Problem to work on:
Reproduce the material starting at the line containing "of the floral" and ending at the line containing "(263, 1037)", substituting "cup" for each occurrence of "mug". Keep everything else unchanged.

Records from a data collection:

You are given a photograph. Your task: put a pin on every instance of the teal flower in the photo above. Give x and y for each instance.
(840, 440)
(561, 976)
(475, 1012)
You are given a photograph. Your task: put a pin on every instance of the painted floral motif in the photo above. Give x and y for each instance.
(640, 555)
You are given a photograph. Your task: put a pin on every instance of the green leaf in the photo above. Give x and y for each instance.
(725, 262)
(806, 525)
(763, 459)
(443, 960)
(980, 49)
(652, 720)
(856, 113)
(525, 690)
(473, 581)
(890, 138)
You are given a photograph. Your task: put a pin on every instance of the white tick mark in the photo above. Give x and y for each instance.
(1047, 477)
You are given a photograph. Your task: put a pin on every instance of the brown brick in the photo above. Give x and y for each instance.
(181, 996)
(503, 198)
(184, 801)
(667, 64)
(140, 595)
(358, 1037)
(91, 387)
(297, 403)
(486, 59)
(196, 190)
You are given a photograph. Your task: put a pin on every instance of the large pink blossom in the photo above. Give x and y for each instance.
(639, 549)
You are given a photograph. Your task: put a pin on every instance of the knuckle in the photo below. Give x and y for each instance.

* * *

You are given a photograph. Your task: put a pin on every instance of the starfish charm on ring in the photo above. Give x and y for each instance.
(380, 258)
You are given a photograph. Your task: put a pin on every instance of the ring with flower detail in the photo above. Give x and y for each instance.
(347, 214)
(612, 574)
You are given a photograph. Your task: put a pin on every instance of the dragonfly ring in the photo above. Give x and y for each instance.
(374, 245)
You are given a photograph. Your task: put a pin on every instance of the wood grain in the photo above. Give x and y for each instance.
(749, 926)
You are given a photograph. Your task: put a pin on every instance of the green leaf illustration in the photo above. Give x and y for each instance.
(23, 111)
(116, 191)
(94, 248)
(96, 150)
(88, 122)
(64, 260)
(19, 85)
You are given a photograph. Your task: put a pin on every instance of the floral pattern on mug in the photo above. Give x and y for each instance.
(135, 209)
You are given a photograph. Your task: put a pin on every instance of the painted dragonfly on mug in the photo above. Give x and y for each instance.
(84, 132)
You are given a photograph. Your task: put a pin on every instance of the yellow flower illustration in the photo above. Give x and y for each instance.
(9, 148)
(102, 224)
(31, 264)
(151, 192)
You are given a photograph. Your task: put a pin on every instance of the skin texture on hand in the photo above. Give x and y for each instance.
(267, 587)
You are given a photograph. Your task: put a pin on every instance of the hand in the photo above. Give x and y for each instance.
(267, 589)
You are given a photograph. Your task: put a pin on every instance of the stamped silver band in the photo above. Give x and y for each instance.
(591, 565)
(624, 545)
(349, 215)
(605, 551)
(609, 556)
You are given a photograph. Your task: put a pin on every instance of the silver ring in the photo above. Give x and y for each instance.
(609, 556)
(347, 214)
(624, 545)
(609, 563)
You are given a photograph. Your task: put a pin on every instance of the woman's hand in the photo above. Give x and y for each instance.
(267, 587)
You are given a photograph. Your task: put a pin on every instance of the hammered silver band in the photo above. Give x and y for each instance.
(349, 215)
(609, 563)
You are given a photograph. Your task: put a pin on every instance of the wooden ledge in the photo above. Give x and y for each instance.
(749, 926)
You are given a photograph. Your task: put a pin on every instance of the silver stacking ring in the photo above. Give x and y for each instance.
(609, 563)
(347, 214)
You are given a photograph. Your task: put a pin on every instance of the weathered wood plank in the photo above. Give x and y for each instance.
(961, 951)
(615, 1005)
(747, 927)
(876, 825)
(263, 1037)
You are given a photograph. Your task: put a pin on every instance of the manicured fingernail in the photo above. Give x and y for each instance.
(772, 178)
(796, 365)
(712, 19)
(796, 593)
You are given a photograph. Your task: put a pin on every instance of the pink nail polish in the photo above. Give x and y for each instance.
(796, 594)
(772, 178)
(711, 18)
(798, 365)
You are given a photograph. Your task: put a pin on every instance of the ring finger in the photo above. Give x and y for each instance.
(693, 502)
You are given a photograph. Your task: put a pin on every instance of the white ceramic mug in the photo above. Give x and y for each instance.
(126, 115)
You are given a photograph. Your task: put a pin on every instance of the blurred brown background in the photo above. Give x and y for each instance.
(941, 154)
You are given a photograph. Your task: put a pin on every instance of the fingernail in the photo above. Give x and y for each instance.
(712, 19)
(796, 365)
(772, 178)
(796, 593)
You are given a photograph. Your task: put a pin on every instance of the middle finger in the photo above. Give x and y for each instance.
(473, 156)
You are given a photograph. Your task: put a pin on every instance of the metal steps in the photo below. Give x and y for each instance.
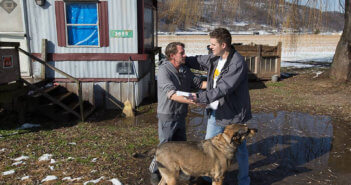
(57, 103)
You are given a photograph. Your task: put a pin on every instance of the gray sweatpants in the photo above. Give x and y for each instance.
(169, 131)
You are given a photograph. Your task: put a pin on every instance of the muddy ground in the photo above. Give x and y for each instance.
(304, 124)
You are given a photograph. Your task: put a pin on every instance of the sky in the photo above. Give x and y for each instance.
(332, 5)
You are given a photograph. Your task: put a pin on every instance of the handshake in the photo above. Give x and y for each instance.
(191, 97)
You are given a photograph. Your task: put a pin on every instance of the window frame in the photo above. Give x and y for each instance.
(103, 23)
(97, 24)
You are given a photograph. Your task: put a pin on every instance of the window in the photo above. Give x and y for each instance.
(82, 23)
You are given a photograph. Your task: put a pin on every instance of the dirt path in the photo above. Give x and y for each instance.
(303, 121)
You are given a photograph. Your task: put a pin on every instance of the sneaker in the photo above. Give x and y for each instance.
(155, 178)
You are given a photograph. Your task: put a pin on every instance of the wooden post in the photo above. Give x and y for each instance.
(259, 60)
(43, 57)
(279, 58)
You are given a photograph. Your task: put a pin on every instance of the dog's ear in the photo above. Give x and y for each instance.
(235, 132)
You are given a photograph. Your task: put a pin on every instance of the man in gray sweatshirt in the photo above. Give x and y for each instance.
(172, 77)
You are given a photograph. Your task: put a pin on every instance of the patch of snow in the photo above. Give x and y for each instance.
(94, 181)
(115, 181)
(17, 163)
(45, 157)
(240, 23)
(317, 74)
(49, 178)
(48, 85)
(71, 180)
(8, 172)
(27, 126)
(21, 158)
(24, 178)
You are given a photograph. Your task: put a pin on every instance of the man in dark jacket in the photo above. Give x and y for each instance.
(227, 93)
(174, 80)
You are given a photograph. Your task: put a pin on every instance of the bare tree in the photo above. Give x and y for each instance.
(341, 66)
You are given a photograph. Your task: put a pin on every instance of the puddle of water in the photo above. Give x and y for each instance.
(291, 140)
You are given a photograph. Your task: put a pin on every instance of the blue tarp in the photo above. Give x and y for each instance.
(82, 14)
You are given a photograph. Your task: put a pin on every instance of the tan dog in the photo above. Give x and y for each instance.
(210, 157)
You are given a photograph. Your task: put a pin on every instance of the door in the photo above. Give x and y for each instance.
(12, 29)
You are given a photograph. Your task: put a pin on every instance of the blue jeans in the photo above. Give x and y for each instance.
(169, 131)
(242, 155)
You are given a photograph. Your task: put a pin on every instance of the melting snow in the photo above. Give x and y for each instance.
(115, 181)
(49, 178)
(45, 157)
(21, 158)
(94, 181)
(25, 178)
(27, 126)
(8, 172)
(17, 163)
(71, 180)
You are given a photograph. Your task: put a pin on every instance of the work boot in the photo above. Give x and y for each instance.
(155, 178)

Finished task:
You are given a photograph. Your task: put a pin on every instance of the floral pattern on cup in the photo above. Give x and y for each instance.
(135, 209)
You are given a photograph. Your task: put a pin on every instance of the painted dragonfly on cup in the photo above. Give x and y for each instance.
(84, 132)
You are given a photograph. Your task: put a pin on every instance of the yellow flower illustration in the photo above. Give x and y for each instance.
(9, 148)
(102, 224)
(31, 264)
(151, 192)
You are given a photograph. Your task: put a pin on every instance of the skin texture on hand in the photo above. Give x and y for each instance.
(267, 587)
You are given a photograph. Your task: put a pin on every instance of the hand in the photo above. Give x and y for each instance.
(267, 589)
You are given a photograph. Your task: put a pin on every instance of the stamped silver band in the photo above. Give x and y for each instance.
(591, 565)
(624, 545)
(349, 215)
(605, 551)
(609, 556)
You are given a photograph. Your task: put a pin on every instance of the silver ring in the photo above. Give x and y for each instance.
(609, 556)
(347, 214)
(624, 545)
(609, 563)
You are given a photograph. Your task: put a pin on every instance of the woman's hand in the photo above. Give x and y for each instance.
(267, 587)
You are given a photograph. Your task: put a pin on every instance of the hammered silver band in the photo above. Give x and y for each instance.
(349, 215)
(609, 563)
You are given a photograph. Your task: put a pin on every instance of the wooden ledge in the photo above. Give x and y for each instance.
(749, 926)
You are given a photograph. Your task: put a pin on every instance of the silver stacking ring in the photo above. Give x and y for each instance.
(609, 563)
(347, 214)
You are given a photograph. Your task: put a pin on every instance of the weathered wood plank in the photo above. Give x and y for each instance.
(961, 951)
(615, 1005)
(747, 927)
(876, 825)
(263, 1037)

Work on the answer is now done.